Answer: It's impossible to know precisely what sort of buckle is being referred to in the written sources, but you can interpolate based on archaeological finds from Welsh sites and from shoe-buckles used in neighboring cultures (especially England -- for which purpose I'd start with the Museum of London books on shoes and on dress accessorites).
The archaeological finds from medieval Wales generally come from fortifications or urban sites, and so are likely to be influenced strongly by English culture. With that in mind, here's an assortment of buckles from Welsh archaeological reports in my files. (This isn't exhaustive -- just representative. I've included all sorts of buckles and strap fittings, not just shoe-sized ones.)
Manley, J.F. & J.M. Lewis. 1987. "A Collection of Medieval Artefacts Found Near Holywell, Clwyd" in Bulletin of the Board of Celtic Studies, 34:12-282.
The items are chance finds with a metal detector rather than from a formal dig -- coins involved in the finds date from the 12th to 15th centuries, so more specific dating of particular artefacts has to be done on a stylistic basis.
a decorated belt-chape (strap end) 53 x 12 x 2 mm, consisting of three soldered plates of a copper alloy, decorated with acorn and leaf designs with an acorn-shaped knob at the tip, extremely similar designs in the British Museum collection date to the later 14th c.
a small single heart-shaped buckle with the point pointing away from the strap attachment; two prongs are attached, between which the belt/strap fabric would lie when sandwiched between a (missing) pair of plates, dimensions are 34 mm long (including prongs) x 15 mm wide x 2 mm thick; material is a copper alloy, dated ca. late 14th c.
single buckle, very roughly finished, ovoid, 26 x 23 x 2 mm, copper alloy, 14-15th c.
Knight, Jeremy K. 1994. "Excavations at Montgomery Castle: Part II - the finds: metalwork" in Archaeologia Cambrensis, 142:182-209.

#### DATA RECORDS:
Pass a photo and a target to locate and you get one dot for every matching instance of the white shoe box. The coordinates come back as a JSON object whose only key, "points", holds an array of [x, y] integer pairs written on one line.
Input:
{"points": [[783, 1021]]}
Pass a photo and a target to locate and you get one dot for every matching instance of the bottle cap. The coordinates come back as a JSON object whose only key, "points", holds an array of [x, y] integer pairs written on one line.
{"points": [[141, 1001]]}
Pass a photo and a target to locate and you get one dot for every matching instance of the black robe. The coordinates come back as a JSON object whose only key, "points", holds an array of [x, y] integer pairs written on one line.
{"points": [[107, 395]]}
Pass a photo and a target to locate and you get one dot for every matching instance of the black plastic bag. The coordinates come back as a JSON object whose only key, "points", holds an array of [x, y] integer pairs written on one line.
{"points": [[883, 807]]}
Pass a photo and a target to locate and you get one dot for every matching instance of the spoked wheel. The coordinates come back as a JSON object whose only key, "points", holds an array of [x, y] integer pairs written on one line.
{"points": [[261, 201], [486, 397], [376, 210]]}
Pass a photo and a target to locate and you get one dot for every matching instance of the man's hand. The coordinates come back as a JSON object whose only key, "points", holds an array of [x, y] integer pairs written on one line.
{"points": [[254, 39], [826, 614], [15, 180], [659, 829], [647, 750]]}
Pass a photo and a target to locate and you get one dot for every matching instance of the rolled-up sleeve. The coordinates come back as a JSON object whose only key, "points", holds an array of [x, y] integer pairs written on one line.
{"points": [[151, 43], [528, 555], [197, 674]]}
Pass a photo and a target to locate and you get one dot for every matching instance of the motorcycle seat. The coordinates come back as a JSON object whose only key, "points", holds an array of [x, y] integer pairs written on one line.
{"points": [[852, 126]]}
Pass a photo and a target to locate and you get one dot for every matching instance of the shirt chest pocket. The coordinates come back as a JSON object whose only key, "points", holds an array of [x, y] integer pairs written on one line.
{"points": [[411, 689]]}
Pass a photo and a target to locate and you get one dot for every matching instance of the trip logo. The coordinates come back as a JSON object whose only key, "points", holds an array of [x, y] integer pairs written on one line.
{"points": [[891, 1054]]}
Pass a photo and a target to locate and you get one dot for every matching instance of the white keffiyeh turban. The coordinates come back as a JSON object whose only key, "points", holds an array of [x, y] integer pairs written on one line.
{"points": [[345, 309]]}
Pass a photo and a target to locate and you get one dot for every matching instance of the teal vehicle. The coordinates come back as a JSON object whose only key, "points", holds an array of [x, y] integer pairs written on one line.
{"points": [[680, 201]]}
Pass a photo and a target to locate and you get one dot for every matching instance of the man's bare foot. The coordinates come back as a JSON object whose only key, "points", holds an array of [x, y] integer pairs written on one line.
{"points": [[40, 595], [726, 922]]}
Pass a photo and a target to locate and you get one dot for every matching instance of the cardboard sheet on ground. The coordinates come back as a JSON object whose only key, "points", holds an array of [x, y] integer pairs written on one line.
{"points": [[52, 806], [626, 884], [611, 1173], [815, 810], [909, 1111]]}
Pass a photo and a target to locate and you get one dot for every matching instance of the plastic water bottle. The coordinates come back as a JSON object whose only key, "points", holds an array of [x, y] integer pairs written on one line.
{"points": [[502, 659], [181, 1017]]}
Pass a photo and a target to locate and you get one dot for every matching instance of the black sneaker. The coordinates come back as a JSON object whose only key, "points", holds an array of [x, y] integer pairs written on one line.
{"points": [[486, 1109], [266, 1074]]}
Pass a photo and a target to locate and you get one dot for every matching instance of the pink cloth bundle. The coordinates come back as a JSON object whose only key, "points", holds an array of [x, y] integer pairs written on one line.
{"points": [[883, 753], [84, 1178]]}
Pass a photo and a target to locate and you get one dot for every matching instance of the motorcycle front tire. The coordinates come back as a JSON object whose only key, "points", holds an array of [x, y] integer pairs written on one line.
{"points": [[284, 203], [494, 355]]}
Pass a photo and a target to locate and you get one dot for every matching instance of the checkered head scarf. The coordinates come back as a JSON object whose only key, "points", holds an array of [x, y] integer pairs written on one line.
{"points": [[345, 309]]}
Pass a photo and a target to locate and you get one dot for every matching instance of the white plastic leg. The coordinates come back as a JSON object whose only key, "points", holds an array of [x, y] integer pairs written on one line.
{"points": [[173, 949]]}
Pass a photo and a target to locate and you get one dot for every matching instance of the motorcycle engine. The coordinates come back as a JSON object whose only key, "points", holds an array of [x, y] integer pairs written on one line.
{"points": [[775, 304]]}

#### JOBS:
A – Decide whether each statement below agrees with the passage on medieval Welsh buckles. (i) The Holywell artefacts were recovered during a formal excavation. (ii) The small heart-shaped buckle is made of a copper alloy. (iii) The decorated belt-chape has an acorn-shaped knob at its tip. For each statement, answer yes or no and quote the passage's deciding words.
B – Go on with the passage on medieval Welsh buckles, picking up after its final line.

#### OUTPUTS BY TASK:
A –
(i) No: "chance finds with a metal detector rather than from a formal dig"
(ii) Yes: "material is a copper alloy"
(iii) Yes: "with an acorn-shaped knob at the tip"

B –
[numbers are from the publication, I've used the article's text rather than summarizing, but my added comments are in square brackets]
15-16. Two fittings from a locking buckle. The U-shaped arm rotates into a groove at one end of a rectangular two-piece ('figure of eight') buckle, locking it in position. The hexagonal piece is a third member of the same belt suite. ... ??16th c.?? [I can't figure this one out from the pictures.]
17. D-shaped buckle, 15th c. [very simple in shape, just a "D" with a tongue]
18. Oval buckle with seating for pin. late 15th - early 16th c.
19. Belt buckle of late medieval and early post-medieval type. Effigy of c. 1350 at Clehonger, Hereforshire [presumably has a similar one] .... A complete belt with buckle of this type is dated 15-17th century. [sort of a flattened figure-8 shape, like an oval with a D on one side -- the tongue is missing]
20. Two-pronged buckle, late 13-14th century type. The prongs would be covered with two flat outer plates similar to No. 21. [no date] [similar to the one in the previous article, but the buckle itself is oval rather than heart-shaped]
21. Backing plate of strap end, from a belt suite with pronged buckle as No. 20. Late 13-14th century.
22. Tinned belt plate, rectangular with concave rear edge. 14th c.
23. Rectangular belt tag of stamped sheet bronze, originally with three rivets. 15th c.
24. Rectangular belt-tag of similar type, with three rivet holes. Late 13th c. [the plate is folded over at one end with a round channel at the fold as if it had gone around the bar of a buckle, but there's no hole for the tongue, so it may be a strap-end instead]
25. Heater-shaped backing of belt plate with T-shaped perforation. [no date] [unclear how this would work, from the picture]
26. Trapezoid buckle. 13-14th c. [a wide rectangle slightly narrowed at the side opposite where the tongue attaches (which is evident from the wear mark)]
27-29. Two piece 'figure of eight' shoe buckles. late 16th - early 17th c.
Lewis, J.M. 1994. "Excavations at Loughor Castle, West Glamorgan 1969-73" in Archaeologia Cambrensis, 142: 99-159.
Several iron buckles of a roughly oval shape, slightly flattened at the end where the tongue attaches, with the following sizes and dates:
late 12th - early 13th c., 60 x 65 mm
ditto, two items around 52 x 59 mm
13th c., 63 x 70 mm
Butler, L.A.S. 1974. "Medieval Finds from Castell-Y-Bere, Merioneth" in Archaeologia Cambrensis, 123:78-112.
Although the material is unstratified, based on the historic context, it most likley dates from the later 13th century. All items are of bronze or copper alloy.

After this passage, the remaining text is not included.